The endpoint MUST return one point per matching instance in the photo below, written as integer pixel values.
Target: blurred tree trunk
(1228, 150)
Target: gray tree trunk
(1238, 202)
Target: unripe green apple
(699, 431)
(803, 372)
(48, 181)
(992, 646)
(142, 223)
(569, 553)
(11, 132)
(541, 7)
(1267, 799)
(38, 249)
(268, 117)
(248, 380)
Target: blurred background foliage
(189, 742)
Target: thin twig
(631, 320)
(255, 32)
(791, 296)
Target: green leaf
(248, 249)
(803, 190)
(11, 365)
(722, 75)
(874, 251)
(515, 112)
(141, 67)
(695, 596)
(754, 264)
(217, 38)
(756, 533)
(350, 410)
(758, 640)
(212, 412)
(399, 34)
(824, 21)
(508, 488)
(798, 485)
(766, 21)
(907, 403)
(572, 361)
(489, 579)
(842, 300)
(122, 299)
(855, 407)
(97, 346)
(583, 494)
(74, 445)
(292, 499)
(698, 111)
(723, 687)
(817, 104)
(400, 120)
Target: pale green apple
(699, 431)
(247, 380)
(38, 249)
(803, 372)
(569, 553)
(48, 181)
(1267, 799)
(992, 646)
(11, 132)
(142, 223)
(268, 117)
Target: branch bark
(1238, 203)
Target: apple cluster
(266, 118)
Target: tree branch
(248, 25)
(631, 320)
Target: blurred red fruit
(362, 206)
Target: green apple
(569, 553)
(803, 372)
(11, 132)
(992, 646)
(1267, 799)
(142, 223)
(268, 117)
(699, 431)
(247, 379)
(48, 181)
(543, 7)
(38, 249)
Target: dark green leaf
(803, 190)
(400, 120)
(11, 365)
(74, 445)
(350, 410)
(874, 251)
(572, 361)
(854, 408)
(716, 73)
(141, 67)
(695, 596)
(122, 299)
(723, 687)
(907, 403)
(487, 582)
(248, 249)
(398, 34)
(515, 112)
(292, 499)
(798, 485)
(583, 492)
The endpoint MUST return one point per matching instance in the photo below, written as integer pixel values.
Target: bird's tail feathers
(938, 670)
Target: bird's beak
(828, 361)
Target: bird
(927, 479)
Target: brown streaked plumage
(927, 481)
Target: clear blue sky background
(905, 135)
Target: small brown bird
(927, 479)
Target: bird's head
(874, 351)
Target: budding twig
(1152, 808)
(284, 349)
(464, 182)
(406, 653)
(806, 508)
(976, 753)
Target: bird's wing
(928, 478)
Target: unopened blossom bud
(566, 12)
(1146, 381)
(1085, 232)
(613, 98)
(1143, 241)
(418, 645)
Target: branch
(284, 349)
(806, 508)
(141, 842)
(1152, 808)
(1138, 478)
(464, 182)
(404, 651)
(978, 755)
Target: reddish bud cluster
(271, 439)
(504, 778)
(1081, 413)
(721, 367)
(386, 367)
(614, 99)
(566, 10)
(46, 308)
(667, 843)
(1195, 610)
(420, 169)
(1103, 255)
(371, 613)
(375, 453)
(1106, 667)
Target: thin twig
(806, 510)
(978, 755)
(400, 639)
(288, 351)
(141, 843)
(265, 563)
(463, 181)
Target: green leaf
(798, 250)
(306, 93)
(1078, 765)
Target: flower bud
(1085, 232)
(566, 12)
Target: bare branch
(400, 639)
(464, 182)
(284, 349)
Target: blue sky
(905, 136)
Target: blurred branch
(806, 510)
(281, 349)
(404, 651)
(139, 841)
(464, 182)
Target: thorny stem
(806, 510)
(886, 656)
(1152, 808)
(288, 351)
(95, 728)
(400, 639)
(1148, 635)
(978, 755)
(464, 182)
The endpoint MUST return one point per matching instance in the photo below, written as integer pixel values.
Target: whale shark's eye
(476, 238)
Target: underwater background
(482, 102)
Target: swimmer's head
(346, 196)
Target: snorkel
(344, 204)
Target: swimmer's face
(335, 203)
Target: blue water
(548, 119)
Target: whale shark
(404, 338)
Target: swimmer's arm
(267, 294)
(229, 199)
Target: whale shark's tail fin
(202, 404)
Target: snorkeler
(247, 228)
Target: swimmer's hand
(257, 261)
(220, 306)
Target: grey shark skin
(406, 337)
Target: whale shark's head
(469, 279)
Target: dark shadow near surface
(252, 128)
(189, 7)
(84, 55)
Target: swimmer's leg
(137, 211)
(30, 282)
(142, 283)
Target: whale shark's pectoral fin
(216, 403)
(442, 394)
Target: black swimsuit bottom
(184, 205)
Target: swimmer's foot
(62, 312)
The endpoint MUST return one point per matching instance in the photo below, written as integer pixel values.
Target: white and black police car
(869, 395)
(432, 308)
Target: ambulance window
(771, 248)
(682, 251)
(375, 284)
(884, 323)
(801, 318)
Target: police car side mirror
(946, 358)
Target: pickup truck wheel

★ ★ ★

OBJECTIF | Recopiez toutes les entrées, depuis la ligne qui contient « Target: swimmer's face » jusqu'à la fin des entrées, les deux bornes comprises et les consignes aussi. Multipliez chaque coordonnée des réponses par 1,3 et arrondissez à l'entier le plus proche, les demis vers le haut.

RÉPONSE |
Target: swimmer's face
(436, 264)
Target: blue water
(712, 155)
Target: whale shark
(525, 439)
Target: swimmer's arm
(347, 382)
(298, 259)
Target: whale shark's tail fin
(263, 525)
Target: snorkeler
(321, 296)
Target: swimmer's hand
(334, 339)
(286, 398)
Target: grey shark skin
(528, 438)
Target: whale shark's head
(610, 363)
Target: dark shadow near surface
(328, 166)
(246, 9)
(109, 72)
Target: swimmer's leg
(178, 274)
(39, 367)
(185, 368)
Target: whale shark's pectoral fin
(281, 524)
(575, 512)
Target: black swimsuit bottom
(239, 267)
Target: swimmer's foot
(81, 406)
The endpoint MUST return one point per matching instance in the photo below, written as integer pixel values.
Target: white and black police car
(1130, 514)
(562, 400)
Target: ambulance window
(1002, 322)
(887, 326)
(488, 369)
(1149, 420)
(1041, 413)
Target: police car side mirror
(1230, 465)
Target: pickup truck wheel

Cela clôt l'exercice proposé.